| Okuma metni |
★ ★ ★ ★ ★ ★ ★
Yargıtay Kararı 8. Hukuk Dairesi 2016/18306 E. 2018/19358 K. 28.11.2018 T.

YARGITAY KARARI
DAİRE : 8. Hukuk Dairesi
ESAS NO : 2016/18306
KARAR NO : 2018/19358
KARAR TARİHİ : 28.11.2018

MAHKEMESİ :İcra Hukuk Mahkemesi

Taraflar arasında görülen ve yukarıda açıklanan davada yapılan yargılama sonucunda Mahkemece verilen davanın kısmen kabulüne kısmen reddine dair kararın davalı 3. kişi vekili tarafından temyiz edilmesi üzerine Dairemizin 22/06/2016 tarihli ve 2016/7837 Esas, 2016/11055 Karar sayılı ilamı ile onanmasına karar verilmişti. Davalı 3. kişi vekili tarafından süresinde kararın düzeltilmesi istenilmiş olmakla dosya incelendi gereği düşünüldü:

K A R A R

Davacı alacaklı vekili, borçlu şirket ile 3.kişi şirket arasında organik bağ olduğunu, borçlu şirketin borcun doğumundan sonra tasfiyeye sokulduğunu, alacaklıdan mal kaçırmak için muvazaalı işlemler yapıldığını açıklayarak üçüncü kişinin istihkak iddiasının reddine karar verilmesini talep ve dava etmiştir.
Davalı 3.kişi vekili, davanın reddini istemiştir.
Mahkemece, borçlu şirketin 2009 yılında alacağın doğumundan sonra 2010 yılında hisse devri ile ortaklık yapısının değiştirildiği, 2011 yılında borçlu şirketin tasfiyeye sokulduğu, her iki şirketin ortaklık yapısı içerisinde yer alan …… Alıcı’nın şirketlerin temsilcisi sıfatına sahip olduğu, şirketlerin faaliyet alanlarının da bir birine benzer ve bağlantılı olduğu, alacaklıdan mal kaçırmak için muvazaalı işlemler yapıldığı , başka bir icra dosyasında 3. kişi şirket yetkilisi …… Alıcı’nın borçlu şirketin borcuna icra kefili olduğu gerekçesi ile davanın kabulüne karar verilmiş, karar davalı 3.kişi vekili tarafında temyiz edilmiştir.
Dairemizin 22.06.2016 tarihli ve 2016/7837 Esas, 2016/11055 Karar sayılı ilamı ile hükmün onanmasına karar verilmiş olup, onama kararına karşı davalı 3. kişi vekili, tarafından karar düzeltme talebinde bulunulması üzerine dosya yeniden incelenmiştir.
★ ★ ★ ★ ★ ★ ★
| Gösterilen kayıtlar |
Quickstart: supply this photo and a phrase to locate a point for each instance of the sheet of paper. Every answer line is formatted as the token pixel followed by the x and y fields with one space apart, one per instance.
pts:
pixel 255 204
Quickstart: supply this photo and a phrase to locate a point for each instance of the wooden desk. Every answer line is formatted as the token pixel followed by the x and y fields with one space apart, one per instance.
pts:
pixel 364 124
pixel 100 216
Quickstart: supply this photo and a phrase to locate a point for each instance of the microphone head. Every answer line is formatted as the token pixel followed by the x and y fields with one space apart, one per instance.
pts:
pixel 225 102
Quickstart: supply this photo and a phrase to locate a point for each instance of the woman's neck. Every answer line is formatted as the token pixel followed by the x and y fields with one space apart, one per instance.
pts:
★ ★ ★ ★ ★ ★ ★
| Yazılı alıştırma 1 |
Yargıtay kararına göre aşağıdaki soruları yanıtlayın.
(a) Kararı hangi daire vermiştir?
(b) Mahkemeye göre borçlu şirket hangi yılda tasfiyeye sokulmuştur?
(c) Davalı 3. kişi vekili ne istemiştir?
| Yazılı alıştırma 2 |
Yargıtay kararında "MAHKEMESİ :İcra Hukuk" ifadesinden "davanın reddini istemiştir." ifadesine kadar olan bölümü yeniden yazın; "muvazaalı işlemler" yerine "danışıklı işlemler" koyun.
| Yazılı alıştırma 3 |
Yargıtay kararının metnini kaldığı yerden sürdürün.

| Beklenen yanıt 1 |
(a) 8. Hukuk Dairesi
(b) 2011 yılında
(c) Davanın reddini

| Beklenen yanıt 2 |
MAHKEMESİ :İcra Hukuk Mahkemesi

Taraflar arasında görülen ve yukarıda açıklanan davada yapılan yargılama sonucunda Mahkemece verilen davanın kısmen kabulüne kısmen reddine dair kararın davalı 3. kişi vekili tarafından temyiz edilmesi üzerine Dairemizin 22/06/2016 tarihli ve 2016/7837 Esas, 2016/11055 Karar sayılı ilamı ile onanmasına karar verilmişti. Davalı 3. kişi vekili tarafından süresinde kararın düzeltilmesi istenilmiş olmakla dosya incelendi gereği düşünüldü:

K A R A R

Davacı alacaklı vekili, borçlu şirket ile 3.kişi şirket arasında organik bağ olduğunu, borçlu şirketin borcun doğumundan sonra tasfiyeye sokulduğunu, alacaklıdan mal kaçırmak için danışıklı işlemler yapıldığını açıklayarak üçüncü kişinin istihkak iddiasının reddine karar verilmesini talep ve dava etmiştir.
Davalı 3.kişi vekili, davanın reddini istemiştir.

| Beklenen yanıt 3 |
Dava, alacaklının İİK’nin 99. maddesine dayalı istihkak iddiasının reddi talebine ilişkindir.
Dava konusu haciz, borçluya ödeme emrinin tebliğ edildiği veya dayanak ilamda geçen adreste yapılmadığı gibi, haciz sırasında borçlu şirket ortağı veya yetkilisi hazır olmamış, borçluya ait herhangi bir belge de bulunmamıştır. 3. kişi şirket borcun doğumundan çok önce 1996 yılında kurulduğu gibi ortaklarından …… Alıcı, borçlu şirkette ortak iken 9.2.2009 yılında hisselerini devretmiş, tekrar aynı şirketten hisse almış ise de 18.6.2010 tarihinde hisselerini devretmiş olup, anılan kişi borçlu şirkette hakim ortak da değildir. Ayrıca borçlu ile 3.kişi şirketin faaliyet alanları aynı değildir. Buna göre mülkiyet karinesi davalı 3. kişi lehine olup, mülkiyet karinesinin aksinin davacı alacaklı tarafından inandırıcı ve güçlü delillerle ispat edilmesi gerekir.
Davacı alacaklı tarafından delil olarak sunulan ve taraflar arasındaki organik bağa ilişkin olarak sunulan ticaret sicil kayıtları, faturalar, … kayıtları mülkiyet karinesinin aksini ispata yeterli olmamıştır.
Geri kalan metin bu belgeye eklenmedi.